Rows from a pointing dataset

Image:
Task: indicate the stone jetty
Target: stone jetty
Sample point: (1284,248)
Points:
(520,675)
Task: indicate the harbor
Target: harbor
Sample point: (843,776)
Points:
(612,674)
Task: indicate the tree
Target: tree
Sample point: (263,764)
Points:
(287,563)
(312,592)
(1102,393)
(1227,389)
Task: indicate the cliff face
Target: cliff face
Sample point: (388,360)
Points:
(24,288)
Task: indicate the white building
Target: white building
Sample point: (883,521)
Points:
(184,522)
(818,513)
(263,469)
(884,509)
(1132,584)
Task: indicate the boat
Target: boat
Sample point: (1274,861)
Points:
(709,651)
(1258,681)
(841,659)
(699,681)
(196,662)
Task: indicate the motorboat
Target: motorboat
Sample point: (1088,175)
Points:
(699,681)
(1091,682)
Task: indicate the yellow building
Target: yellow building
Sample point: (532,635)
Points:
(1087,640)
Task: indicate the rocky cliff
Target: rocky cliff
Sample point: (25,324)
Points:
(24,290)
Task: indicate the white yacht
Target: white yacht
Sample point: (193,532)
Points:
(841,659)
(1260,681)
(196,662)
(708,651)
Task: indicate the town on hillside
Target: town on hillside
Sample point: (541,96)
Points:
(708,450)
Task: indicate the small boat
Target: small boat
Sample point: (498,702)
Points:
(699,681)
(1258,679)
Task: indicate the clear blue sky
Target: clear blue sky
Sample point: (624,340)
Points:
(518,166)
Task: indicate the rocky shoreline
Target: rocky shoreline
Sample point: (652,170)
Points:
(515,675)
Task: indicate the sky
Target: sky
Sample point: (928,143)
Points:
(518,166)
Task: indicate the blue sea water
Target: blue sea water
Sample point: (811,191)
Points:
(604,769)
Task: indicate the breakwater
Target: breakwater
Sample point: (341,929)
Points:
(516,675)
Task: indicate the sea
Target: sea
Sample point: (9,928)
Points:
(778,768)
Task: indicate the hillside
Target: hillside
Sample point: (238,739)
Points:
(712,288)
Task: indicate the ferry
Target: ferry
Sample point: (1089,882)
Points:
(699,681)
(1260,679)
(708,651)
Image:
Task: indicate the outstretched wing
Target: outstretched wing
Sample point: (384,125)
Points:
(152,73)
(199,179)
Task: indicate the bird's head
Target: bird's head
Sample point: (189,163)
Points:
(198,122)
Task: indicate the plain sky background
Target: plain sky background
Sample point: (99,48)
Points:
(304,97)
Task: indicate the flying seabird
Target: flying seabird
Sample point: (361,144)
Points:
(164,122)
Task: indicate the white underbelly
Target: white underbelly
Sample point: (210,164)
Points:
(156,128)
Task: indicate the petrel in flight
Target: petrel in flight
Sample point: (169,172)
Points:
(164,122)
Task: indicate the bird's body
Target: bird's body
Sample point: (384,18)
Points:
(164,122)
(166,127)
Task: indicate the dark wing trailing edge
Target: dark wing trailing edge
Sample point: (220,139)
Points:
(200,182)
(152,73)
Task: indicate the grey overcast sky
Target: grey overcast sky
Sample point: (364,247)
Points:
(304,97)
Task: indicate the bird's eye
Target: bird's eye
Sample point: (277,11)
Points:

*WHAT IS NEEDED*. Reproduce the complete set of lines precisely as supplied.

*TASK RESULT*.
Image:
Task: indicate the stone jetty
Target: stone jetty
Sample point: (1284,248)
Points:
(520,675)
Task: indicate the harbor
Target: harbor
Sample point: (843,776)
Points:
(612,674)
Task: indicate the tree
Target: tree
Sample point: (263,764)
Points:
(287,563)
(312,592)
(1102,393)
(1227,389)
Task: indicate the cliff face
Target: cliff face
Sample point: (388,360)
Points:
(24,288)
Task: indicate the white building
Target: white building
Sample point: (883,521)
Points:
(184,522)
(818,513)
(263,469)
(884,509)
(1132,584)
Task: indicate the boat
Target: boat
Sample point: (1274,861)
Points:
(709,651)
(1258,681)
(841,659)
(699,681)
(196,662)
Task: indicate the motorboat
Target: motorboat
Sample point: (1088,175)
Points:
(699,681)
(1091,682)
Task: indicate the yellow building
Target: yellow building
Sample point: (532,635)
Points:
(1087,640)
Task: indicate the rocky cliff
Target: rocky cliff
Sample point: (25,324)
Points:
(24,290)
Task: indicate the white yacht
Target: white yacht
Sample point: (193,532)
Points:
(841,659)
(1260,681)
(196,662)
(708,651)
Task: indicate the town on hillside
Target: town on hillside
Sample point: (541,96)
Points:
(708,450)
Task: indicate the small boat
Target: small boat
Sample point: (498,702)
Points:
(699,681)
(1258,679)
Task: indicate the clear blue sky
Target: clear blue sky
Sample point: (624,340)
Points:
(518,166)
Task: indicate the rocky shoreline
Target: rocky shoreline
Sample point: (652,170)
Points:
(515,675)
Task: indicate the sky
Target: sky
Sample point: (928,143)
Points:
(518,166)
Task: indicate the blue sea water
Target: blue sea water
Sample point: (811,191)
Points:
(604,769)
Task: indicate the breakwater
Target: breakwater
Sample point: (341,929)
Points:
(516,675)
Task: indicate the sea
Target: sea
Sample point: (9,928)
Points:
(778,768)
Task: indicate the hillside
Target: hillside
Sample point: (238,739)
Points:
(712,288)
Task: indicate the ferry
Target: ferry
Sample point: (1089,882)
Points:
(699,681)
(1260,679)
(708,651)
Image:
Task: indicate the outstretched wing
Target: outstretched wing
Sample point: (384,125)
Points:
(152,73)
(199,179)
Task: indicate the bird's head
Target: bird's head
Sample point: (189,163)
Points:
(198,122)
Task: indicate the plain sky background
Target: plain sky background
Sample point: (99,48)
Points:
(304,97)
Task: indicate the flying seabird
Target: flying seabird
Sample point: (361,144)
Points:
(164,122)
Task: indicate the white underbelly
Target: white underbelly
Sample point: (210,164)
Points:
(156,128)
Task: indicate the petrel in flight
Target: petrel in flight
Sample point: (169,172)
Points:
(164,122)
Task: indicate the bird's body
Target: bird's body
Sample point: (384,18)
Points:
(164,122)
(166,127)
Task: indicate the dark wing trailing edge
Target: dark wing trailing edge
Sample point: (220,139)
Points:
(200,182)
(152,73)
Task: indicate the grey overcast sky
Target: grey overcast sky
Sample point: (364,247)
Points:
(304,97)
Task: indicate the bird's eye
Target: bird's eye
Sample point: (277,11)
Points:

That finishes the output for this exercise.